■ **Passage to read**:
╭──
I asked my family if we have an army here. They told
me that we do, but it’s more like the CIA than an
army. Instead of attacking other countries, they
attack their own people. My aunt said that once they
showed a woman getting stoned to death on TV and she
was the only one she knew that watched it because
everyone else was disinclined to feel “uncomfortable.”
Women don’t like to think about the fact that they
have no freedom here. They just drink their bootleg
vodka (which is gross, by the way, because of how it’s
made and stored) and make jokes and forget that it
sucks to be a woman in this country. I’m appalled by
their indifference but at times I understand it. My
aunt said that at first, women protested the new
regime but they soon met with the burning sensation of
teargas in their eyes. She also told me that they
would arrest female protesters and cut up their faces
so bad in prison that you could tell who didn’t agree
with the regime by the deformities on their faces.
Now there’s nothing anyone can do.
╰──
■ **Provided information**:
╭──
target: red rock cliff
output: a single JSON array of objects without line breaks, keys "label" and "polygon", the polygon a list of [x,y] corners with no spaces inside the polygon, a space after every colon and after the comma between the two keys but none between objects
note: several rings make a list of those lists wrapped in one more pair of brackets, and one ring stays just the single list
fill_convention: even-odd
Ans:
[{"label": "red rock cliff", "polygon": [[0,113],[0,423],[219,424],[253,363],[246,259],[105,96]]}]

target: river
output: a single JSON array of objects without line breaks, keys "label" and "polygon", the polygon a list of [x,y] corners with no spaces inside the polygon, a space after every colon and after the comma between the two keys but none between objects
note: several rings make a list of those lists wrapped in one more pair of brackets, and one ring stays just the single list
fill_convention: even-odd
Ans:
╰──
■ **Set of tasks**:
1 - In the passage about the regime, what did the narrator's family say the army here is more like?
2 - What are all the things the passage about the regime says were done to women who protested?

■ **Solved tasks**:
1 - The CIA.

2 -
- They met with teargas in their eyes.
- They were arrested.
- Their faces were cut up in prison.